Region pointing data
■ ■ ■ ■ ■
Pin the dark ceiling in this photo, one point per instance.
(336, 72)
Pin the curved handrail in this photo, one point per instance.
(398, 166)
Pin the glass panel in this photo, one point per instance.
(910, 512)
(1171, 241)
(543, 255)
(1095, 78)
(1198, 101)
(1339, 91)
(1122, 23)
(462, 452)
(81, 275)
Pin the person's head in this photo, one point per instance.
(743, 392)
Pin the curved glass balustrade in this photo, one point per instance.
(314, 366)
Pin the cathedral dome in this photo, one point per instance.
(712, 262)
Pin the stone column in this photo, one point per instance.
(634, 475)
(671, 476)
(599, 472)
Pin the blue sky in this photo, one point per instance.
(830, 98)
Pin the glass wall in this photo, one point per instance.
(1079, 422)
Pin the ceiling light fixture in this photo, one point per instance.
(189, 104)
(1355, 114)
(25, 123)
■ ■ ■ ■ ■
- [What the task requires] Set down all of the lines above without altering a word.

- [Exercise output]
Pin the dark ceiling in this photo, one point per instance.
(336, 72)
Pin the curved handrail in this photo, one point per instance.
(398, 166)
Pin the glass panel in this photo, one point per instance.
(910, 512)
(1171, 241)
(543, 255)
(1095, 78)
(1198, 101)
(1339, 91)
(1122, 23)
(462, 452)
(81, 275)
Pin the person's head in this photo, one point per instance.
(743, 392)
Pin the curved glass balustrade in this photo, one point per instance.
(314, 366)
Pin the cathedral dome in this photo, one point per instance.
(712, 262)
Pin the stone column in this photo, one point per instance.
(634, 475)
(671, 476)
(599, 472)
Pin the blue sky in this photo, one point per instance.
(830, 98)
Pin the glass wall in this photo, one point per instance.
(1079, 422)
Pin the ceiling light fixture in this photo, one point per instance.
(189, 104)
(1355, 114)
(25, 123)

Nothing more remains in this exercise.